PROBLEM REQUIREMENTS
Quote the items below word for word, from the line holding "Target: rubber track" through the line holding "top-left (40, 137), bottom-right (1237, 684)", including both of those lines.

^^^^^^^^

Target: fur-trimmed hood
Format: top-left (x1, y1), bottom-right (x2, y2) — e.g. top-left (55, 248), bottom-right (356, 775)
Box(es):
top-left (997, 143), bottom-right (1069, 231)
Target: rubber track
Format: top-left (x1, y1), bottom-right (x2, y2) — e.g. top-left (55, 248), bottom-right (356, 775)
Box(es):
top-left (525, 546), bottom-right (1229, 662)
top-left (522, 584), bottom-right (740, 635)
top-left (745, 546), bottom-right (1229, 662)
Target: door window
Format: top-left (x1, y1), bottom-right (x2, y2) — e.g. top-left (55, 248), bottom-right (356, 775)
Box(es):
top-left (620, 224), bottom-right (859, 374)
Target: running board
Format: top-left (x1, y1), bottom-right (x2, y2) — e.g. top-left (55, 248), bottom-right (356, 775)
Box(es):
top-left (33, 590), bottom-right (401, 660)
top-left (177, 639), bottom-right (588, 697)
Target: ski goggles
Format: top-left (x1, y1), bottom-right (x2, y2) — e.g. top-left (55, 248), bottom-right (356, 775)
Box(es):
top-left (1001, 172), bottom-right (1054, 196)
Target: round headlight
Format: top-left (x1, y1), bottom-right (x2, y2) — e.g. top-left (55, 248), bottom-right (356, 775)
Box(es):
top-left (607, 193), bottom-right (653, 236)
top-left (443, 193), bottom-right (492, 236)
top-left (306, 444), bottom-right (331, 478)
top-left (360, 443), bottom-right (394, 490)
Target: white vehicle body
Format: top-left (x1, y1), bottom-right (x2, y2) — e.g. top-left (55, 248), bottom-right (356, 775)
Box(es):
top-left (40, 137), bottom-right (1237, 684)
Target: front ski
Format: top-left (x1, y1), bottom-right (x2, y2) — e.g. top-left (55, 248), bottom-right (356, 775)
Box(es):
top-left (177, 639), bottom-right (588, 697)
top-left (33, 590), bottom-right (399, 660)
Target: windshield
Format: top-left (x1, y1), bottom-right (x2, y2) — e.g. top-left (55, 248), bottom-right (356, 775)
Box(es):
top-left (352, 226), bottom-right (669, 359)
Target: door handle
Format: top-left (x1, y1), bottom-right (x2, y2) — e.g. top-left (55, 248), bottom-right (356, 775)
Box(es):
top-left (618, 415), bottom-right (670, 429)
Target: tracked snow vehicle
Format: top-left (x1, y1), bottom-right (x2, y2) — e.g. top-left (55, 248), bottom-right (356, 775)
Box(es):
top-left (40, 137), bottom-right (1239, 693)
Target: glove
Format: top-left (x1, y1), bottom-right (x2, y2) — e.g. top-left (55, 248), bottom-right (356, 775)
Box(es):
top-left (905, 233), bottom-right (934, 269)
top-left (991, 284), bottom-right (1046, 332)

^^^^^^^^

EXERCISE OUTPUT
Target: rubber track
Format: top-left (x1, y1), bottom-right (x2, y2) — e.g. top-left (55, 248), bottom-right (356, 775)
Box(es):
top-left (525, 546), bottom-right (1229, 662)
top-left (522, 584), bottom-right (740, 635)
top-left (745, 546), bottom-right (1229, 662)
Target: door window
Format: top-left (x1, y1), bottom-right (x2, y2) — e.g. top-left (55, 248), bottom-right (356, 775)
Box(es):
top-left (620, 224), bottom-right (859, 374)
Target: running board
Format: top-left (x1, y1), bottom-right (x2, y2) — e.g. top-left (55, 248), bottom-right (356, 775)
Box(es):
top-left (33, 590), bottom-right (401, 660)
top-left (177, 639), bottom-right (588, 697)
Target: ski goggles
Format: top-left (x1, y1), bottom-right (x2, y2) — e.g. top-left (55, 248), bottom-right (356, 775)
Box(es):
top-left (1001, 172), bottom-right (1054, 196)
Target: round headlight
Format: top-left (x1, y1), bottom-right (x2, y2) — e.g. top-left (55, 248), bottom-right (356, 775)
Box(es):
top-left (607, 193), bottom-right (653, 236)
top-left (443, 193), bottom-right (492, 236)
top-left (306, 444), bottom-right (331, 478)
top-left (360, 443), bottom-right (394, 490)
Target: white vehicle body
Format: top-left (x1, y1), bottom-right (x2, y2) — e.g. top-left (55, 248), bottom-right (356, 775)
Box(es):
top-left (40, 137), bottom-right (1237, 684)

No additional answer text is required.